▶ What you will do: Output every line of the rows below as a Markdown table with two columns, Number and Line, skipping blank lines and leaving the pictures out.

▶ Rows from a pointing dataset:

•••••

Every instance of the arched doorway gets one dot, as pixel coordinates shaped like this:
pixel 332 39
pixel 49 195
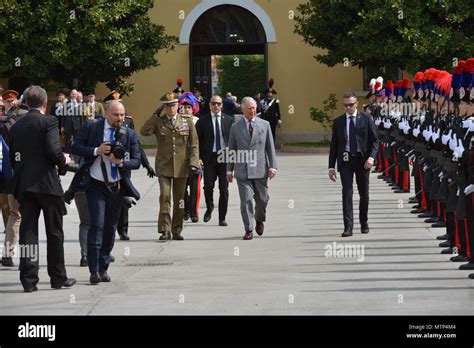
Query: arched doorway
pixel 223 30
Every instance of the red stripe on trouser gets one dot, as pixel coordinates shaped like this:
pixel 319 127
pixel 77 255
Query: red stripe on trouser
pixel 406 179
pixel 198 198
pixel 423 195
pixel 396 166
pixel 468 248
pixel 456 232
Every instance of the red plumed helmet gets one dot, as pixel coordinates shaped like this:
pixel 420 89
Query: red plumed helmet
pixel 458 69
pixel 469 66
pixel 389 84
pixel 419 76
pixel 405 83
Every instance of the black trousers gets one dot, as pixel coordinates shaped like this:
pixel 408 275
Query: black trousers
pixel 354 165
pixel 191 198
pixel 212 171
pixel 122 226
pixel 31 205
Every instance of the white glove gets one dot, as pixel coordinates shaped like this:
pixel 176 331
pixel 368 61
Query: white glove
pixel 453 142
pixel 445 138
pixel 458 150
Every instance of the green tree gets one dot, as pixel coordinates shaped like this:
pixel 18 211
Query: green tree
pixel 411 35
pixel 322 116
pixel 242 75
pixel 79 42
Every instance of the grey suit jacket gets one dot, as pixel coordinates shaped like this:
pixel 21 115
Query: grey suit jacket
pixel 251 158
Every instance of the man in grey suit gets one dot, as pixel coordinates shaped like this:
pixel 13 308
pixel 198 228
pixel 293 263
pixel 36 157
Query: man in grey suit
pixel 251 159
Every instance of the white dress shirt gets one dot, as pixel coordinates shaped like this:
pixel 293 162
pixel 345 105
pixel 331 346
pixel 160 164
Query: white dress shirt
pixel 219 119
pixel 95 170
pixel 348 122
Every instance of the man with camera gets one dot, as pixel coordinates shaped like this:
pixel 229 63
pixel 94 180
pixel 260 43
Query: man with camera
pixel 35 155
pixel 110 152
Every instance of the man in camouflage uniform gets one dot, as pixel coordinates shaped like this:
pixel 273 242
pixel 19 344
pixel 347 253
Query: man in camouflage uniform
pixel 177 155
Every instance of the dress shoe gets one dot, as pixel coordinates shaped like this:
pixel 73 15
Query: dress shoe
pixel 67 284
pixel 32 289
pixel 165 236
pixel 95 279
pixel 425 215
pixel 248 235
pixel 7 262
pixel 104 277
pixel 124 236
pixel 447 251
pixel 83 262
pixel 347 233
pixel 208 215
pixel 459 258
pixel 439 224
pixel 468 266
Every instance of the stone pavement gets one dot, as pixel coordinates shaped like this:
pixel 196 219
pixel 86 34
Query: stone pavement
pixel 287 271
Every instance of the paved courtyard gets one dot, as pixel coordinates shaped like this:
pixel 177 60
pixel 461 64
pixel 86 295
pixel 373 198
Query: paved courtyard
pixel 289 270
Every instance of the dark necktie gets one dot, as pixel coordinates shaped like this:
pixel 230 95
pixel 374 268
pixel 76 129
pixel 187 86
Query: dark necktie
pixel 218 135
pixel 113 172
pixel 352 136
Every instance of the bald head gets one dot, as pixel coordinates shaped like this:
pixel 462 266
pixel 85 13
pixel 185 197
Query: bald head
pixel 115 113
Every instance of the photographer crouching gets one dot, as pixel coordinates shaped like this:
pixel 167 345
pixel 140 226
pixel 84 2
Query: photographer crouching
pixel 110 152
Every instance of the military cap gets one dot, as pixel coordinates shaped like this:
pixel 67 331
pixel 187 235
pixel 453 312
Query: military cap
pixel 10 94
pixel 169 98
pixel 114 95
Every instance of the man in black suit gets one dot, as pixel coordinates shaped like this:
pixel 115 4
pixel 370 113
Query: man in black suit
pixel 354 145
pixel 72 118
pixel 35 154
pixel 106 179
pixel 213 131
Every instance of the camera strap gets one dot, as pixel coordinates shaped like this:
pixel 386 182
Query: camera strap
pixel 104 173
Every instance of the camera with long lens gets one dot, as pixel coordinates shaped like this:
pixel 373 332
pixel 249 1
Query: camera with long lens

•••••

▶ Exercise response:
| Number | Line |
|---|---|
| 1 | Every instance of the arched doorway gets one dot, as pixel coordinates shaped like this: |
| 2 | pixel 332 39 |
| 3 | pixel 49 195 |
| 4 | Query: arched doorway |
| 5 | pixel 223 30 |
| 6 | Every instance of the red stripe on trouser gets one dot, as pixel coordinates shaped like this: |
| 7 | pixel 319 127 |
| 8 | pixel 77 255 |
| 9 | Query: red stripe on trouser |
| 10 | pixel 406 179 |
| 11 | pixel 198 198 |
| 12 | pixel 423 195 |
| 13 | pixel 396 166 |
| 14 | pixel 468 248 |
| 15 | pixel 456 232 |
| 16 | Every instance of the red plumed helmet gets one dot, as pixel coordinates shaped like this: |
| 17 | pixel 420 89 |
| 18 | Query: red plumed helmet |
| 19 | pixel 458 69 |
| 20 | pixel 469 66 |
| 21 | pixel 389 84 |
| 22 | pixel 419 76 |
| 23 | pixel 405 83 |
| 24 | Every instance of the black trousers gets one dot, as pixel coordinates shaped like this: |
| 25 | pixel 408 275 |
| 26 | Query: black trousers |
| 27 | pixel 354 165 |
| 28 | pixel 191 198 |
| 29 | pixel 212 171 |
| 30 | pixel 122 226 |
| 31 | pixel 31 205 |
| 32 | Every instance of the white glove gets one dot, as pixel coordinates shaped like this: |
| 33 | pixel 176 331 |
| 34 | pixel 368 61 |
| 35 | Query: white glove |
| 36 | pixel 453 142 |
| 37 | pixel 445 138 |
| 38 | pixel 458 150 |
| 39 | Every instance of the green tree gets one dot, as pixel coordinates shaped like this: |
| 40 | pixel 18 211 |
| 41 | Query: green tree |
| 42 | pixel 411 35 |
| 43 | pixel 322 116 |
| 44 | pixel 242 75 |
| 45 | pixel 79 42 |
| 46 | Every instance of the grey suit jacket gets one dot, as pixel coordinates shaped like this: |
| 47 | pixel 21 115 |
| 48 | Query: grey suit jacket |
| 49 | pixel 251 158 |
| 50 | Every instance of the man in grey suit gets one dot, as pixel coordinates shaped like this: |
| 51 | pixel 13 308 |
| 52 | pixel 198 228 |
| 53 | pixel 293 263 |
| 54 | pixel 36 157 |
| 55 | Query: man in grey suit |
| 56 | pixel 251 159 |
| 57 | Every instance of the white dress shirt gets one dot, as pixel coordinates shaped like this: |
| 58 | pixel 293 162 |
| 59 | pixel 345 105 |
| 60 | pixel 331 346 |
| 61 | pixel 160 164 |
| 62 | Query: white dress shirt |
| 63 | pixel 219 119 |
| 64 | pixel 95 170 |
| 65 | pixel 348 122 |
| 66 | Every instance of the man with camera gets one dot, as pixel coordinates shaped like this: |
| 67 | pixel 229 63 |
| 68 | pixel 94 180 |
| 69 | pixel 260 43 |
| 70 | Query: man with camera |
| 71 | pixel 35 155 |
| 72 | pixel 110 152 |
| 73 | Every instance of the man in camouflage uniform gets one dot, as pixel coordinates shaped like this: |
| 74 | pixel 273 242 |
| 75 | pixel 19 344 |
| 76 | pixel 347 253 |
| 77 | Query: man in camouflage uniform |
| 78 | pixel 177 155 |
| 79 | Every instance of the dress shoe gets one dot, as pixel coordinates shaped like this: |
| 80 | pixel 73 15 |
| 81 | Query: dress shoe |
| 82 | pixel 67 284 |
| 83 | pixel 32 289 |
| 84 | pixel 165 236 |
| 85 | pixel 95 279 |
| 86 | pixel 425 215 |
| 87 | pixel 248 235 |
| 88 | pixel 7 262 |
| 89 | pixel 104 277 |
| 90 | pixel 124 236 |
| 91 | pixel 447 251 |
| 92 | pixel 83 262 |
| 93 | pixel 347 233 |
| 94 | pixel 208 215 |
| 95 | pixel 459 258 |
| 96 | pixel 439 224 |
| 97 | pixel 468 266 |
| 98 | Every instance of the stone pavement gets one dot, as pixel coordinates shaped like this: |
| 99 | pixel 196 219 |
| 100 | pixel 86 34 |
| 101 | Query: stone pavement |
| 102 | pixel 287 271 |
| 103 | Every instance of the paved courtyard gets one dot, as pixel coordinates shaped like this: |
| 104 | pixel 177 60 |
| 105 | pixel 461 64 |
| 106 | pixel 86 295 |
| 107 | pixel 373 198 |
| 108 | Query: paved courtyard |
| 109 | pixel 289 270 |
| 110 | Every instance of the dark necktie gets one dot, as pixel coordinates shaped like this: |
| 111 | pixel 230 95 |
| 112 | pixel 374 268 |
| 113 | pixel 76 129 |
| 114 | pixel 187 86 |
| 115 | Query: dark necktie |
| 116 | pixel 218 135 |
| 117 | pixel 113 172 |
| 118 | pixel 352 136 |
| 119 | Every instance of the bald head gets one dot, as pixel coordinates shaped like this: |
| 120 | pixel 462 266 |
| 121 | pixel 85 13 |
| 122 | pixel 185 197 |
| 123 | Query: bald head |
| 124 | pixel 115 113 |
| 125 | Every instance of the photographer crouching gets one dot, as pixel coordinates shaped like this: |
| 126 | pixel 167 345 |
| 127 | pixel 140 226 |
| 128 | pixel 84 2 |
| 129 | Query: photographer crouching |
| 130 | pixel 110 152 |
| 131 | Every instance of the military cap gets one dot, as pixel coordinates shaped like this: |
| 132 | pixel 67 331 |
| 133 | pixel 187 235 |
| 134 | pixel 453 312 |
| 135 | Query: military cap |
| 136 | pixel 10 94 |
| 137 | pixel 169 98 |
| 138 | pixel 114 95 |
| 139 | Every instance of the man in black suit gets one dot, as pixel coordinates shaped like this: |
| 140 | pixel 115 4 |
| 141 | pixel 370 113 |
| 142 | Query: man in black suit |
| 143 | pixel 354 145 |
| 144 | pixel 72 118 |
| 145 | pixel 35 154 |
| 146 | pixel 106 179 |
| 147 | pixel 213 131 |
| 148 | Every instance of the camera strap gets one dot, as pixel coordinates shaped like this: |
| 149 | pixel 386 182 |
| 150 | Query: camera strap |
| 151 | pixel 104 173 |
| 152 | Every instance of the camera with long lens gets one dot, as pixel coordinates shaped like this: |
| 153 | pixel 373 332 |
| 154 | pixel 249 1 |
| 155 | Query: camera with long lens |